═══ Record excerpts

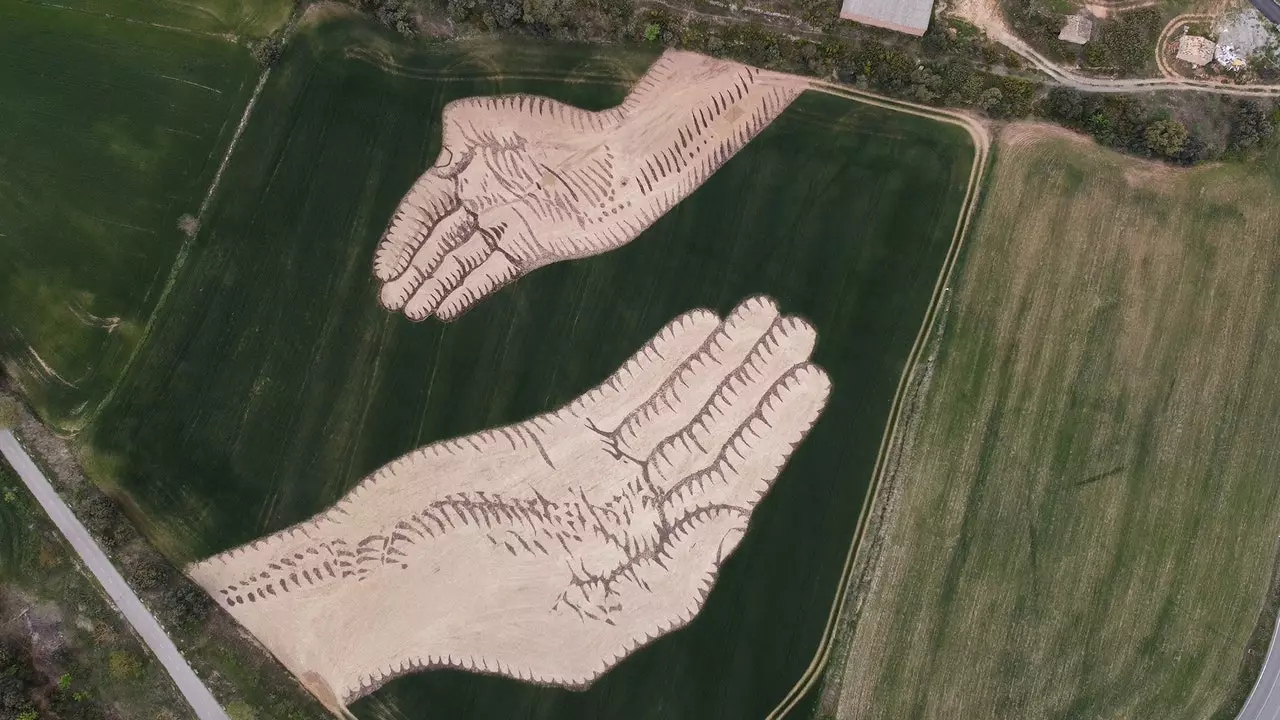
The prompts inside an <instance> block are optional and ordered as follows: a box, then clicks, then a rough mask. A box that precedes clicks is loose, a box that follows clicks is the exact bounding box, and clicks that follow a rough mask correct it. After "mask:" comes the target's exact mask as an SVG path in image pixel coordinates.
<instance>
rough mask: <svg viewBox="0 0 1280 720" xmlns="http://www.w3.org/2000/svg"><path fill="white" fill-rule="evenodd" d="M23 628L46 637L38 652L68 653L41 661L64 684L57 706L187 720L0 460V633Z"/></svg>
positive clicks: (50, 529)
mask: <svg viewBox="0 0 1280 720" xmlns="http://www.w3.org/2000/svg"><path fill="white" fill-rule="evenodd" d="M27 623H32V624H33V625H35V626H36V628H38V632H40V633H41V634H42V635H44V641H42V642H41V647H42V648H49V647H50V646H51V644H56V643H59V642H60V643H64V644H65V647H67V648H68V650H67V652H63V653H51V655H50V653H49V652H47V650H44V651H42V655H41V659H40V660H41V664H42V665H41V671H42V673H45V674H46V675H49V676H50V678H52V679H54V680H56V679H59V678H64V680H63V682H64V685H65V687H64V688H61V691H59V692H60V693H61V696H64V697H60V702H61V703H65V705H81V703H90V705H93V706H97V707H99V708H102V707H113V706H114V707H115V708H116V711H118V712H122V714H123V715H122V716H124V717H157V719H170V720H177V719H178V717H189V716H191V711H189V708H188V706H187V705H186V701H183V700H182V696H180V694H179V693H178V689H177V688H175V687H174V685H173V684H172V682H170V680H169V676H168V675H166V674H165V671H164V669H163V666H161V665H160V664H159V662H155V661H154V660H152V657H151V656H150V653H148V652H147V651H146V648H143V647H142V646H141V644H140V643H138V642H137V639H136V638H134V635H133V632H132V630H131V629H129V626H128V625H127V623H125V621H124V619H123V618H122V616H120V615H119V614H118V612H116V610H115V609H114V607H113V606H111V603H110V601H108V598H106V596H105V593H104V591H102V589H101V587H100V585H99V584H97V583H96V580H93V579H92V577H90V575H88V574H87V573H86V571H84V570H82V569H81V566H79V564H78V562H77V561H76V560H74V552H73V551H72V548H70V546H68V544H67V542H65V539H64V538H63V536H61V534H60V533H59V532H58V530H56V528H55V527H54V524H52V521H50V520H49V516H47V515H45V511H44V510H42V509H41V507H40V505H38V503H37V502H36V498H35V497H32V496H31V493H29V492H27V488H26V487H23V484H22V480H19V479H18V475H17V474H15V473H14V471H13V469H12V468H10V466H9V465H8V464H6V462H5V461H4V460H3V459H0V633H19V634H26V633H27V628H28V625H27ZM113 655H116V656H118V657H127V659H129V660H132V661H133V662H134V664H136V667H137V673H136V674H134V675H132V676H129V678H120V676H118V674H113V673H111V666H110V660H111V656H113ZM73 693H83V700H81V701H72V700H70V696H72V694H73ZM166 708H168V715H166V714H165V710H166ZM84 716H88V715H84Z"/></svg>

══════

#### [What you will do]
Lay out the listing as a JSON list of strings, one per line with blank lines omitted, starting at the beginning of the listing and ending at the line that contains "positive clicks: (50, 529)", both included. Leave the pictures out of the answer.

#### [Task solution]
[
  "The prompts inside an <instance> block are optional and ordered as follows: a box, then clicks, then a rough mask. A box that precedes clicks is loose, a box that follows clicks is the exact bounding box, and clicks that follow a rough mask correct it. After \"mask:\" comes the target's exact mask as an SVG path in image pixel coordinates.",
  "<instance>",
  "rough mask: <svg viewBox=\"0 0 1280 720\" xmlns=\"http://www.w3.org/2000/svg\"><path fill=\"white\" fill-rule=\"evenodd\" d=\"M23 628L46 637L38 652L68 653L41 661L64 684L57 706L187 720L0 460V633Z\"/></svg>",
  "positive clicks: (50, 529)"
]